● PAGE EXTRACT
============================================================
Opioid use disorders and opioid overdose are growing problems in the United States and, specifically, Maryland. Some examples of opioids include oxycodone, methadone, fentanyl, codeine, and heroin. The vast majority of these agents are obtained when patients’ prescriptions are shared, sold, or stolen. However, some opioids are produced on the street, such as heroin and non-pharmaceutical branded formulations. These latter agents often contain a mixture of unspecified ingredients at varying quantities which can put the consumer at risk for drug interactions and overdoses.

Based on recently released data, deaths from drug intoxication are occurring throughout the state with the highest incidences in Baltimore City and areas of Baltimore, Anne Arundel, Cecil, and Washington counties. The majority of Marylanders dying from drug overdoses are middle-aged. However, based on 2012 Maryland data, there was a 53% increase in heroin-related overdoses in those between the ages of 15 and 24 compared to the previous year.

Individuals who overdose on opioids may experience any of the following symptoms: sleepiness, difficulty awakening, fingernails or lips turning blue, skin grey/clammy, slowed heartbeat, reduced blood pressure, and/or slowed, shallow, or no breathing. It is the respiratory depression (slowed or lack of breathing) which can result in death. Naloxone, rescue breathing, and fast medical assistance are the keys to surviving an opioid overdose.
============================================================
● DATA SECTION
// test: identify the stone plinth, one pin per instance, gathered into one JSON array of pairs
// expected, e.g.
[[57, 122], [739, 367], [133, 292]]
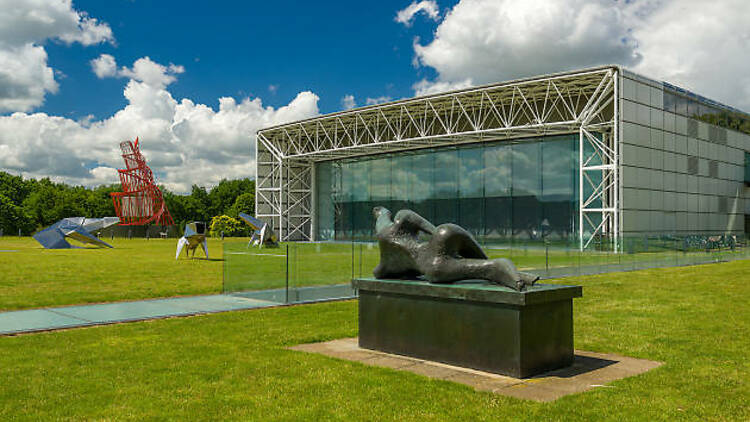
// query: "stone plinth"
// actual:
[[472, 324]]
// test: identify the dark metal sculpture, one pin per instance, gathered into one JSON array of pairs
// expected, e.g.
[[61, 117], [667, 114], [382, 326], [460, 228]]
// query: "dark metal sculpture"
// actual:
[[195, 234], [451, 254]]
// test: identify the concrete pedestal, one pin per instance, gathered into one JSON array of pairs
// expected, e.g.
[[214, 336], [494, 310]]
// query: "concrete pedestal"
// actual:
[[471, 324]]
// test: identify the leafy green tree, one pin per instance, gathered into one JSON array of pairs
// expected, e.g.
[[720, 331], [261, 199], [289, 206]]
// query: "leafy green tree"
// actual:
[[244, 203], [13, 218], [223, 196]]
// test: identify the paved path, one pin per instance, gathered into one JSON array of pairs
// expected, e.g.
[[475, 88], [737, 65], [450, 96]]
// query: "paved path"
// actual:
[[86, 315]]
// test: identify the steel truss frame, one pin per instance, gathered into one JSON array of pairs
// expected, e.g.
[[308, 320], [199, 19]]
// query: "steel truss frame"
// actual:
[[581, 102]]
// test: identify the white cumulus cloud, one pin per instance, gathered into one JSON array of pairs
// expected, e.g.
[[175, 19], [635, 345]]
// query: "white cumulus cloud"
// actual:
[[686, 42], [25, 77], [104, 66], [184, 142], [377, 100], [428, 7]]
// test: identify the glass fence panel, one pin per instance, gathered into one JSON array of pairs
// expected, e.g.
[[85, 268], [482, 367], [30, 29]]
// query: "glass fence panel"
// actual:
[[312, 271], [248, 268], [320, 271]]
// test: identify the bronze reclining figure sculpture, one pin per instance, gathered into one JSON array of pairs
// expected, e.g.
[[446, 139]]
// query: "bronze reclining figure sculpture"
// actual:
[[451, 254]]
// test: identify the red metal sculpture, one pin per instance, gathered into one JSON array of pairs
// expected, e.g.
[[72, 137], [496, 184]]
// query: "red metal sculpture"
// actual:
[[141, 201]]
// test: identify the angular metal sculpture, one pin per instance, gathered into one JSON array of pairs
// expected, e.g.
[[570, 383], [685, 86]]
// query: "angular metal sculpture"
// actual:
[[195, 234], [141, 201], [451, 254], [77, 228], [263, 234]]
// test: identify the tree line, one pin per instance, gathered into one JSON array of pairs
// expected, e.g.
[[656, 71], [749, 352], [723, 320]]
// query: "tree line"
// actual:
[[29, 204]]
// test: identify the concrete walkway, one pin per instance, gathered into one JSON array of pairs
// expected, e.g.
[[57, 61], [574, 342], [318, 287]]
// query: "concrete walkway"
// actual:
[[16, 322]]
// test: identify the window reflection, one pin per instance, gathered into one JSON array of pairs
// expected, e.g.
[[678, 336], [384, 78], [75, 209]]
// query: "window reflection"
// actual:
[[498, 191]]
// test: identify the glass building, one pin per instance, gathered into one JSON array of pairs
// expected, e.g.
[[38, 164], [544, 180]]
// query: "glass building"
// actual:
[[499, 190], [588, 157]]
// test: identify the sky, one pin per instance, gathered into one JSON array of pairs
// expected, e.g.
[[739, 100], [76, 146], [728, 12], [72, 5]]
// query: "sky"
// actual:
[[196, 80]]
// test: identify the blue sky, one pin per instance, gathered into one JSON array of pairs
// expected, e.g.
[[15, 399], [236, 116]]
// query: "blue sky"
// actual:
[[197, 80], [240, 48]]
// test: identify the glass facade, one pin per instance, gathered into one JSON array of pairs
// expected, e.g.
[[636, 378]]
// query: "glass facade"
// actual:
[[498, 191]]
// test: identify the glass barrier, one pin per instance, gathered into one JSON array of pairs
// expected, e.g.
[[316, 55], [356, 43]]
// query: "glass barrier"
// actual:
[[299, 272]]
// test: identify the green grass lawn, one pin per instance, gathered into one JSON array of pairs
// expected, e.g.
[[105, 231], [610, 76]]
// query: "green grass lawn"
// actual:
[[236, 366], [135, 269]]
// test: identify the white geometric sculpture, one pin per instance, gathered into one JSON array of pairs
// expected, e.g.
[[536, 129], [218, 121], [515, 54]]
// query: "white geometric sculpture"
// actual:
[[195, 234], [76, 228]]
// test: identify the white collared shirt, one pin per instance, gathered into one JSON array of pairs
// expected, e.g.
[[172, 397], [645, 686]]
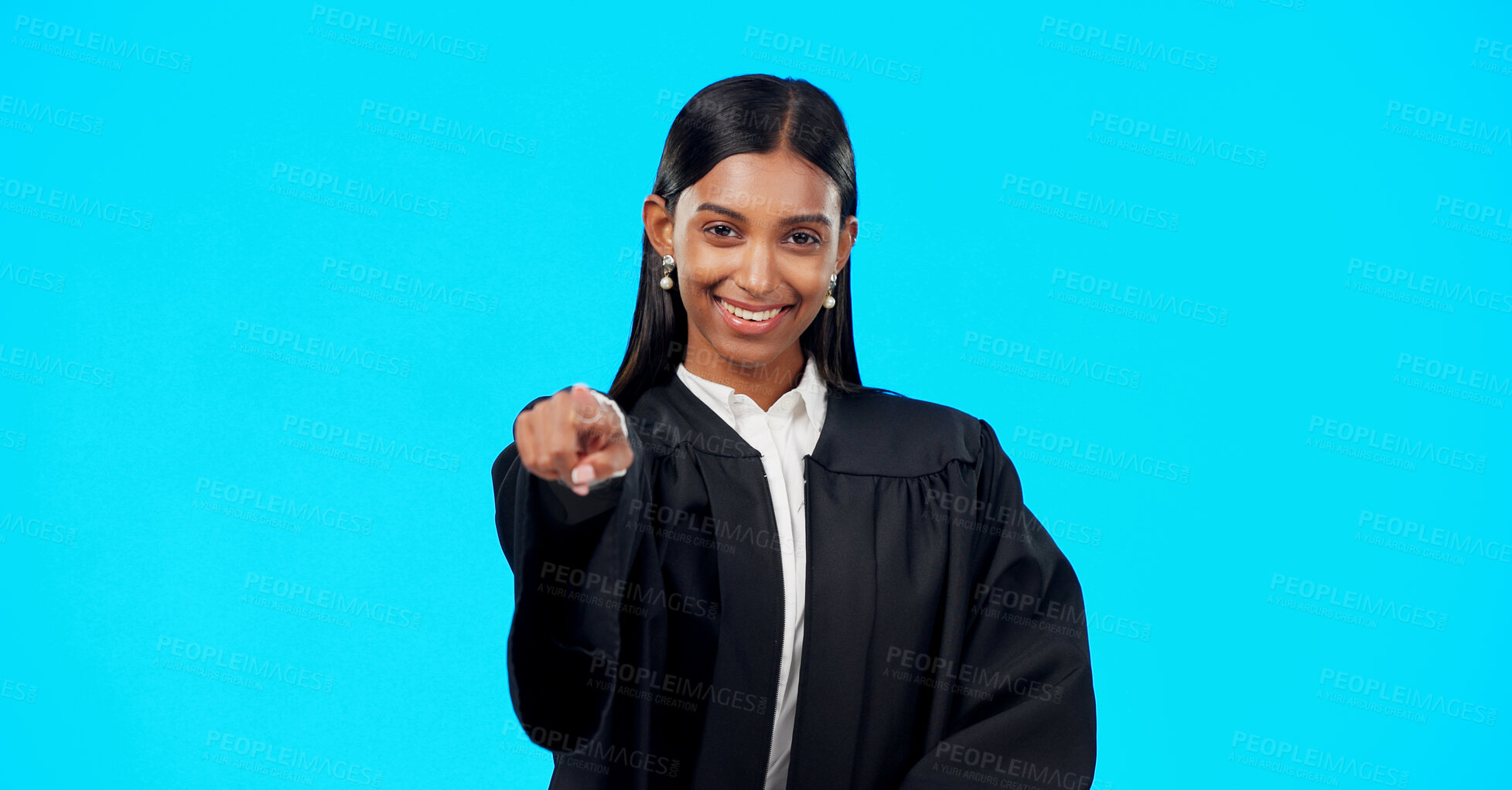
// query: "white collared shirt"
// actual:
[[783, 435]]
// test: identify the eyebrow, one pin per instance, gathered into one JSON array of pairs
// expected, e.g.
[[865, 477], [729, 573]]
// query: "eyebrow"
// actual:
[[793, 220]]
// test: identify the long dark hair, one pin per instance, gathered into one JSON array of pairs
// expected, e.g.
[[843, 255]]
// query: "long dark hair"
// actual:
[[739, 115]]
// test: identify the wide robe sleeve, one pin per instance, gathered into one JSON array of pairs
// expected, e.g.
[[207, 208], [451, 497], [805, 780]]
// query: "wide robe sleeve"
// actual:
[[571, 557], [1027, 642]]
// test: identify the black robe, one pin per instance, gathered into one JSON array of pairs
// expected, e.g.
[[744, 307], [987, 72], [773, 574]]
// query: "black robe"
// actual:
[[945, 638]]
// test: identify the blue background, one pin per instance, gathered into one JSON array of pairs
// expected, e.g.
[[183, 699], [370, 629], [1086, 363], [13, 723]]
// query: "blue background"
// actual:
[[1258, 335]]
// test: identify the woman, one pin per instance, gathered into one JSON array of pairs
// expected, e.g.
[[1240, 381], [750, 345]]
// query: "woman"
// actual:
[[744, 570]]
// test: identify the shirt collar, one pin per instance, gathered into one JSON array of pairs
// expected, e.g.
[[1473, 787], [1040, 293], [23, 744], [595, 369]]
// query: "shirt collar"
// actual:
[[722, 399]]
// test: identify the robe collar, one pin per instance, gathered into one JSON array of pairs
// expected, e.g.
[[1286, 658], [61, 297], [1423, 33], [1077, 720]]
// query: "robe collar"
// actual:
[[725, 400], [671, 402]]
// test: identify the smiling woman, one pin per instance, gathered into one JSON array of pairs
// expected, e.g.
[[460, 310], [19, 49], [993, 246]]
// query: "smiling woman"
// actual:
[[741, 568]]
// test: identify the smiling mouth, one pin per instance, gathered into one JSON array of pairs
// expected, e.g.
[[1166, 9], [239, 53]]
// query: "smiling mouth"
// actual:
[[750, 315]]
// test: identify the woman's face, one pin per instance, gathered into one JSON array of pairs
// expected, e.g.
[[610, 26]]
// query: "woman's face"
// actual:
[[755, 243]]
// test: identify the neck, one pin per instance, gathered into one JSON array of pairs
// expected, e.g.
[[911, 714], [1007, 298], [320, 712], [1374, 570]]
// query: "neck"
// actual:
[[761, 383]]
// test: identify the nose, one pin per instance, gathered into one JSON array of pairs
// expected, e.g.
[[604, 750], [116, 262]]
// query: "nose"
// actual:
[[758, 274]]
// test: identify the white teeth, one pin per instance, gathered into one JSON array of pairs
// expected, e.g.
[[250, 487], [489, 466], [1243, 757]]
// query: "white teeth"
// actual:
[[747, 315]]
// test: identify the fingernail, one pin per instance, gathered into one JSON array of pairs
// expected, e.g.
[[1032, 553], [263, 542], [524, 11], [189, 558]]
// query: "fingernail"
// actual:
[[582, 475]]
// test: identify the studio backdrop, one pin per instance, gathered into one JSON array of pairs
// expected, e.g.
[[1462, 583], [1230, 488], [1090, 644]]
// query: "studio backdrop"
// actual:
[[1231, 280]]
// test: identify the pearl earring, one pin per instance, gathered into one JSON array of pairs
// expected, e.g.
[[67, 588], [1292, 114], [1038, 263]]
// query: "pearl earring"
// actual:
[[667, 267]]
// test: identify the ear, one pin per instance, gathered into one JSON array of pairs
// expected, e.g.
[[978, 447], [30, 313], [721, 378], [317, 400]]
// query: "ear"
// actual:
[[658, 224]]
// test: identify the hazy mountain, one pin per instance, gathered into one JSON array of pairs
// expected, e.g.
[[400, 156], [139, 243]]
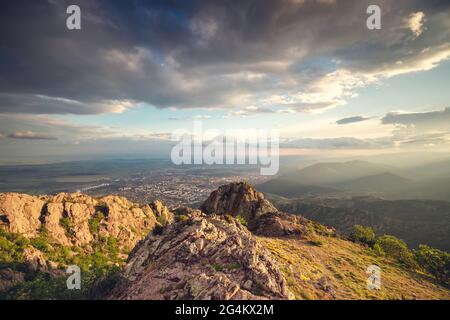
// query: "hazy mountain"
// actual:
[[384, 182], [335, 172], [415, 221], [292, 189]]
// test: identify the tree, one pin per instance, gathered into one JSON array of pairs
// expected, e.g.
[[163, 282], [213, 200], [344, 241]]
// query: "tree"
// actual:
[[362, 234], [434, 261], [397, 249]]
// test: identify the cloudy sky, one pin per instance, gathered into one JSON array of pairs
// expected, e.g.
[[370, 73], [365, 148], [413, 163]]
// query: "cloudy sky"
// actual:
[[138, 70]]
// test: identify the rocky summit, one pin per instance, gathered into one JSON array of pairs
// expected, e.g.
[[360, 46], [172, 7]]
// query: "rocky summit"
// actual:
[[243, 201], [237, 245], [77, 219], [202, 257]]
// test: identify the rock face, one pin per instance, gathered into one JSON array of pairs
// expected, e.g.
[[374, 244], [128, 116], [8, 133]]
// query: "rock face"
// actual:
[[241, 199], [203, 257], [77, 219]]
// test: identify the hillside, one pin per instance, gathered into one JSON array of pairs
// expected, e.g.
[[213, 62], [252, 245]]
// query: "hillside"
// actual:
[[238, 246], [414, 221]]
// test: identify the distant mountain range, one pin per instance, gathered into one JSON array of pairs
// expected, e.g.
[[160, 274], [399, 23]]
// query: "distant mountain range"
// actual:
[[237, 246], [430, 181]]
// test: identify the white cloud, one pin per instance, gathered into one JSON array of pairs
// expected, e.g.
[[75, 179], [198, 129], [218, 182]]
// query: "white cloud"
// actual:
[[416, 23]]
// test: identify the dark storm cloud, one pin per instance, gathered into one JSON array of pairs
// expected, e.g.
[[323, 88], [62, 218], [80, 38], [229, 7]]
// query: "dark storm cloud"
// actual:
[[352, 120], [188, 54]]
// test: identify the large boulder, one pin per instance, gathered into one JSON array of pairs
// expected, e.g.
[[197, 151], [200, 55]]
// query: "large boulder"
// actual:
[[262, 218]]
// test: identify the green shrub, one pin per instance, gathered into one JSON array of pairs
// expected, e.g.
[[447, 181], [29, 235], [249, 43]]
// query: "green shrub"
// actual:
[[377, 250], [397, 249], [94, 222], [242, 220], [41, 242], [315, 242], [434, 261], [217, 267], [362, 234], [182, 218], [158, 230], [67, 225]]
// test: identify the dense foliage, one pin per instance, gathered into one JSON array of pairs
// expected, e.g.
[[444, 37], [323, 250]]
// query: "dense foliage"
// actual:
[[427, 259]]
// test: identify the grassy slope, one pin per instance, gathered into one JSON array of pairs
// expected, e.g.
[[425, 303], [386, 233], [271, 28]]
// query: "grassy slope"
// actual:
[[344, 264]]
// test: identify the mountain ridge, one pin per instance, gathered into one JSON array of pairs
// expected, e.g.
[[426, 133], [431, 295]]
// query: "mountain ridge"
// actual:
[[241, 247]]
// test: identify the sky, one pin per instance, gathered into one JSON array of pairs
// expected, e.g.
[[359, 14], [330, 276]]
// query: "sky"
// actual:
[[139, 70]]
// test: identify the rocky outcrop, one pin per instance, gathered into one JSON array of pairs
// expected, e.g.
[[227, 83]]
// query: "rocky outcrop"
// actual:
[[21, 213], [77, 219], [203, 257], [242, 200]]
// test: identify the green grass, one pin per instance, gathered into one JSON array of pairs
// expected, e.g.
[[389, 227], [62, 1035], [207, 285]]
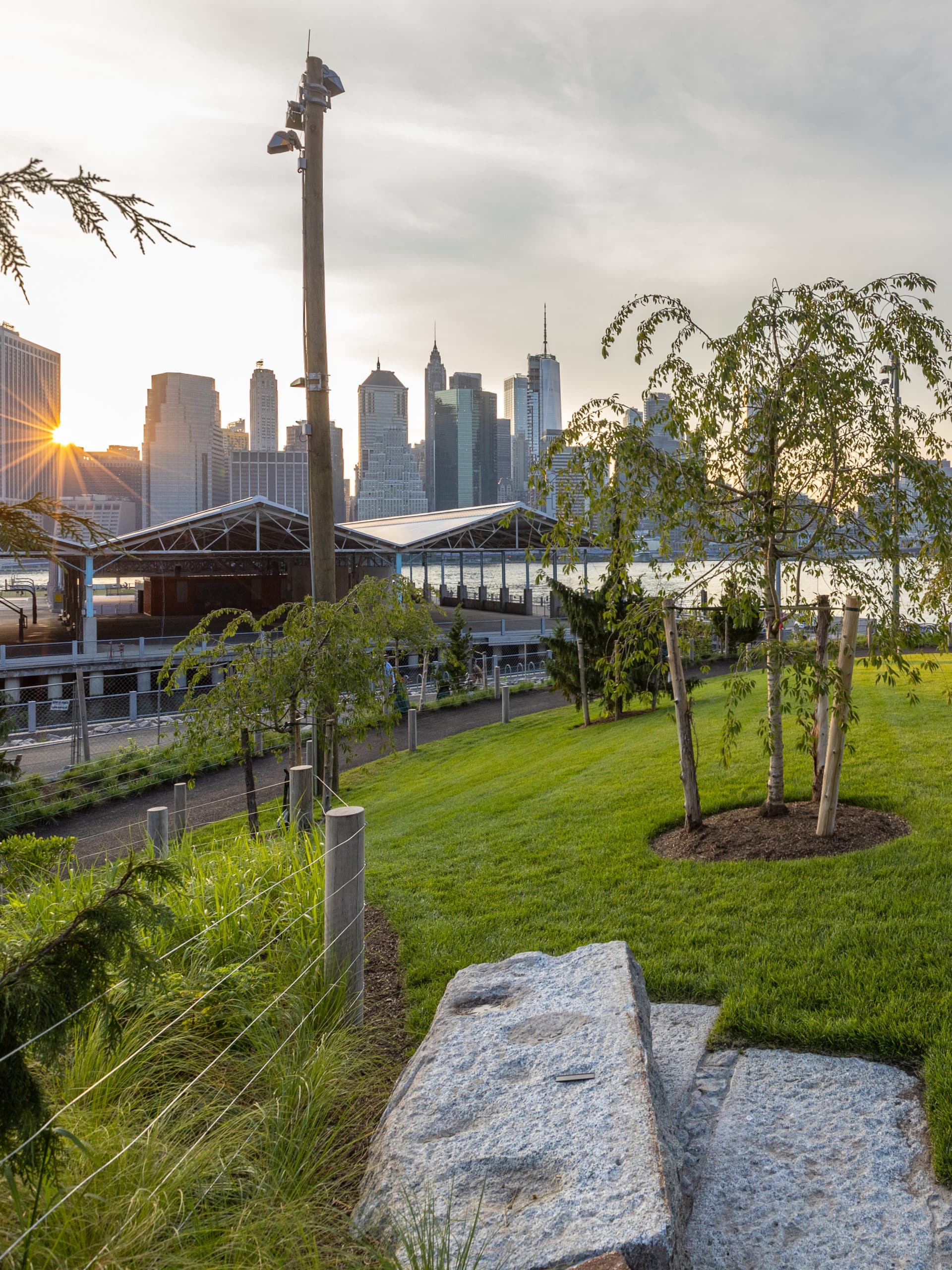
============================================================
● APPLY WHAT YOU READ
1 > From the page extract on opioid overdose in Maryland, extract the passage starting at "Based on recently" and ending at "an opioid overdose.".
2 > According to the page extract on opioid overdose in Maryland, by what percentage did heroin-related overdoses among people aged 15 to 24 increase in 2012 compared to the previous year?

● RESULTS OF THE EXERCISE
1 >
Based on recently released data, deaths from drug intoxication are occurring throughout the state with the highest incidences in Baltimore City and areas of Baltimore, Anne Arundel, Cecil, and Washington counties. The majority of Marylanders dying from drug overdoses are middle-aged. However, based on 2012 Maryland data, there was a 53% increase in heroin-related overdoses in those between the ages of 15 and 24 compared to the previous year.

Individuals who overdose on opioids may experience any of the following symptoms: sleepiness, difficulty awakening, fingernails or lips turning blue, skin grey/clammy, slowed heartbeat, reduced blood pressure, and/or slowed, shallow, or no breathing. It is the respiratory depression (slowed or lack of breathing) which can result in death. Naloxone, rescue breathing, and fast medical assistance are the keys to surviving an opioid overdose.

2 > 53%